ИСТОЧНИК ->

Это вызвало некоторое смятение среди духовенства; были протесты. Эти протесты особенно усилились, когда появился указ Патриарха[67] о том, что отныне вся хозяйственная часть и практически вся власть — вся административная сторона — переходит к светским лицам, которые якобы избраны от лица «двадцатки». Отец Игорь Малюшинский[68] — был такой известный и уважаемый протоиерей в Москве — написал Патриарху письмо (я его лично не видел, письмо это было частным, не открытым). В нем говорилось: «Ваше Святейшество! Положение об управлении Церковью было принято на Соборе 1945 года, и единоличным Вашим актом невозможно отменить постановление Собора».
Против постановления Патриарха выступил и архиепископ Ермоген[69] — человек, пользовавшийся большим уважением. В эпоху хрущевских гонений он умудрился не закрыть ни одного храма и, собственно говоря, потерял кафедру потому, что отказался закрыть один храм. Ему уполномоченный говорил: «Ну, закройте вы один храм, и вам будет повышение по службе, и вас оценят…». Он сказал: «Нет». Его стараниями собор в Ташкенте был не только отремонтирован, но и расширен, и увеличен во много раз, собственно — построена заново церковь. Сам он — выпускник нашей Академии, учился еще у Флоренского и писал кандидатскую работу на тему «Психология мученичества по раннехристианским текстам». Человек аристократичный, высокого роста, худой, с длинными седыми волосами, архиепископ Ермоген имел очень высокое мнение о епископском звании и считал, что епископ действительно должен быть владыкой Церкви. Юной он был души, несмотря на свои преклонные годы, всерьез принимал многое, что на самом деле вообще–то даже не стоило принимать всерьез.
И вот он собрал несколько епископов — если не ошибаюсь, восемь[70], среди них, по–моему, был владыка Павел Голышев (Новосибирский)[71], который сейчас эмигрировал, остальных я сейчас не помню, но это, в общем, уже известно. Они написали Патриарху письмо[72] с протестом против этого незаконного решения. Патриарх вызвал архиепископа Ермогена, началось давление на него. Все остальные епископы сняли свои подписи, и он остался один — как бы так, чтобы не создавать скандала и соблазна. Ну, думали, что теперь все это дело утихнет. Но, очевидно, те, кто задумал это мероприятие, поняли, что таким, «партизанским», способом добиться ничего нельзя, и надо сделать все более законно. Был стремительно собран Архиерейский собор, который уже, казалось бы, имел право аннулировать постановления Собора 1945 года[73], и, как известно, он принял решение о перемене в управлении церковной общиной. Я не буду рассказывать об этом Соборе, потому что о нем рассказывали многие и писали о нем многие. Важно, как это отразилось на приходах.

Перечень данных
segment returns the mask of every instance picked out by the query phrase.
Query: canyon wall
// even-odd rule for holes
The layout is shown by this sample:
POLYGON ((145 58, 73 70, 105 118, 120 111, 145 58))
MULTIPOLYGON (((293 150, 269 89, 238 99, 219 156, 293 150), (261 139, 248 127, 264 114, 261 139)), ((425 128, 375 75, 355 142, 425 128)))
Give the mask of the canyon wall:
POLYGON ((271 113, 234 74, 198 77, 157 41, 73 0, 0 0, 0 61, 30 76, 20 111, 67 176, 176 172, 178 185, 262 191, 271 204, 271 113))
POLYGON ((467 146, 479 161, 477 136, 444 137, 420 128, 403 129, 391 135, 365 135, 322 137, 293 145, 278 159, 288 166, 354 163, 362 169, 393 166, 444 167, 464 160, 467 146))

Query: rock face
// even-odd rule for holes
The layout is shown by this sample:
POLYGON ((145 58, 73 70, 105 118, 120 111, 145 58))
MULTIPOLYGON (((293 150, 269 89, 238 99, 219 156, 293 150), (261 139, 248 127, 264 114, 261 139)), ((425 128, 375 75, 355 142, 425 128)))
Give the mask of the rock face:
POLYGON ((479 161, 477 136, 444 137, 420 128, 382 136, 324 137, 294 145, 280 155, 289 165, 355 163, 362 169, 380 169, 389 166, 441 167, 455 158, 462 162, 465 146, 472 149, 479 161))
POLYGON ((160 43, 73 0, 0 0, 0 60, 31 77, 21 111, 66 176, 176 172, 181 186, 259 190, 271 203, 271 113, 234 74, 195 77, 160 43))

ЗАДАНИЯ ->
a) Определите, соответствуют ли утверждения (i), (ii) и (iii) тексту о споре вокруг церковного управления. Для каждого дайте ответ «да» или «нет» и приведите решающие слова текста в точной цитате. (i) Архиепископ Ермоген лишился кафедры из-за отказа закрыть один храм. (ii) Отец Игорь Малюшинский обратился к Патриарху с открытым письмом. (iii) Все епископы, подписавшие письмо протеста, сохранили свои подписи.
b) Продолжите рассказ о споре вокруг церковного управления, начав сразу после его последнего предложения.

ОТВЕТЫ ->
a)
(i) Да: «потерял кафедру потому, что отказался закрыть один храм».
(ii) Нет: «письмо это было частным, не открытым».
(iii) Нет: «Все остальные епископы сняли свои подписи, и он остался один».

b)
Начать с того, что этот Архиерейский собор, в общем, никаким собором–то и не был, потому что собравшиеся архиереи даже не понимали, о чем идет речь. Они служили всенощную, устали, их собрали, дали им быстро подписать постановление, все это произошло мгновенно. Архиереям это преподали в таком виде: ну зачем священникам заниматься разными хозяйственными делами — пускай это делают старосты. Постановление никто не понял толком, поскольку архиереи у нас в приходской жизни разбираются слабо. Многие из них никогда в жизни не служили на приходах. Я слышал, что где–то на Западе каждый год епископ проводит некоторое время на приходе в качестве рядового священника. Если это правило существует[74], то оно очень хорошее. У нас многие архиереи весьма туманно себе представляют, чем занимается священник на приходе, поэтому многие из них легко согласились с реформой. Те же, кто заведомо не пошел бы на это — например, владыка Лука (Симферопольский)[75], — по тем или иным поводам были не допущены до Собора. Надо сказать, что Патриарх сам не хотел реформы, но, поскольку он был очень стар и его мысль была уже основательно задавлена склерозом, его можно было убедить в чем угодно, и в конце концов он согласился и даже стал считать, что это хорошая идея.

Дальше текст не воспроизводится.